* [Short problem] Reproduce every one of the entries below word for word, changing nothing.

* [Stored records]
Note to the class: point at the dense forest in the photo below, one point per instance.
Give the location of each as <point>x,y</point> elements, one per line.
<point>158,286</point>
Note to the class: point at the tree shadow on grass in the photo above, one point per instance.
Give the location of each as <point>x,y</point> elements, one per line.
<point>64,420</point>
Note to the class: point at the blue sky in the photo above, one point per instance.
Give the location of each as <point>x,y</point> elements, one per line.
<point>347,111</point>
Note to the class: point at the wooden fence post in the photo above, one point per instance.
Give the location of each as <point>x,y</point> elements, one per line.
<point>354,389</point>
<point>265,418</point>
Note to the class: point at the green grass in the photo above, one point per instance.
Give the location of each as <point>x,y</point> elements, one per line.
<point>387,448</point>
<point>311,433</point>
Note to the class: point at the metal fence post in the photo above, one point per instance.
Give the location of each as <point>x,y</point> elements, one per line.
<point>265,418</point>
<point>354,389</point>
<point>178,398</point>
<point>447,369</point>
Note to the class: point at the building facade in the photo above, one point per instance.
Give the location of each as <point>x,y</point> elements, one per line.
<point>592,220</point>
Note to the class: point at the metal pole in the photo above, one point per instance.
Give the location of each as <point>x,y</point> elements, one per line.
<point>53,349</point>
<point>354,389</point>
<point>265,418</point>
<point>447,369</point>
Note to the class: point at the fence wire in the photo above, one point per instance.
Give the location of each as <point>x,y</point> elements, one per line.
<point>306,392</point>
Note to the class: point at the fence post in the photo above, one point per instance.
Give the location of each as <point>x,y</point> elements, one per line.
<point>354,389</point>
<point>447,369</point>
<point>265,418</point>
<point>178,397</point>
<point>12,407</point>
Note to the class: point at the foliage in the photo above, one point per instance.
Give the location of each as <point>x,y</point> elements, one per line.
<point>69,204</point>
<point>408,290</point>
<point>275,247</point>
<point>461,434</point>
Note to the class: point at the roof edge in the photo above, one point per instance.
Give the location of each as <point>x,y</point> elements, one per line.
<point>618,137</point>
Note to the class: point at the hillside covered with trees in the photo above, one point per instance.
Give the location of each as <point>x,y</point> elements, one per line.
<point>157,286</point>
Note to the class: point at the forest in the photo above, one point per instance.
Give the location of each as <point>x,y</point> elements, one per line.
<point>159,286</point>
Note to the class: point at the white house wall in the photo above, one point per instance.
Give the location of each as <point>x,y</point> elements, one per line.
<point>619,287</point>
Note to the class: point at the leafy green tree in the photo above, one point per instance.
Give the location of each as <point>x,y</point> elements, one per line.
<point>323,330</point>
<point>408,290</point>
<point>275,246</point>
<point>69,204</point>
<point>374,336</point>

* [Expected output]
Note to the class: point at the dense forest in the photo below, one point per instance.
Give the location of each as <point>x,y</point> elements, one per line.
<point>158,286</point>
Note to the class: point at the tree shadow on grass in the photo above, one point per instance.
Give the location of each as <point>x,y</point> elements, one per line.
<point>64,420</point>
Note to the class: point at the blue sky in the photo above, one point per instance.
Give the location of each as <point>x,y</point> elements, one per line.
<point>347,111</point>
Note to the class: point at the wooden fence post in the photo above, one point per instance.
Give the location of each as <point>x,y</point> elements, one per line.
<point>354,389</point>
<point>265,418</point>
Note to the class: point at the green grass in the photo above, one point per instance.
Give the location of each as <point>x,y</point> elements, one per line.
<point>387,448</point>
<point>311,433</point>
Note to the class: point at the metal fence post in the photo above, one point per instance.
Give the location of each as <point>x,y</point> elements, one per line.
<point>265,418</point>
<point>354,389</point>
<point>178,398</point>
<point>447,369</point>
Note to the class: point at the building facade in the photo above, one point per instance.
Give the location of each as <point>x,y</point> elements, one per line.
<point>592,220</point>
Note to the class: point at the metal pole in the photo above, one point per instance.
Give the location of each as <point>x,y</point> elements, one per line.
<point>53,349</point>
<point>354,389</point>
<point>265,418</point>
<point>447,369</point>
Note to the class: point at the fence wire in the photo above, one point per instance.
Give the location of each as <point>x,y</point> elements, one per line.
<point>306,392</point>
Note to the class: point at the fence post in the photo above, one point per instance.
Give the location of each as <point>x,y</point> elements, one per line.
<point>354,389</point>
<point>447,369</point>
<point>265,418</point>
<point>178,397</point>
<point>12,407</point>
Note to the class: point at the foliage in the photo above, one point per instance.
Give the location of each as <point>x,y</point> elements, one per line.
<point>69,204</point>
<point>408,290</point>
<point>275,247</point>
<point>461,434</point>
Note to the class: point at the roof edge in the photo above, one point per instance.
Give the location of each as <point>x,y</point> elements, one per line.
<point>618,137</point>
Note to the class: point at the hillside covered with trees in the photo above, one point per instance.
Give the location of each as <point>x,y</point> elements, one per line.
<point>157,286</point>
Note to the class: point at the forest in the photo above, one point per instance.
Give the location of each as <point>x,y</point> elements, one per line.
<point>159,286</point>
Note to the class: point at the white house wall in the photo above, one point per instance.
Give the location of each as <point>x,y</point> elements, one per line.
<point>619,287</point>
Note to the class: point at the leafy green tree in the photo above, one point per instance.
Give the location of each as <point>x,y</point> elements, one per line.
<point>323,330</point>
<point>408,290</point>
<point>275,246</point>
<point>69,204</point>
<point>374,336</point>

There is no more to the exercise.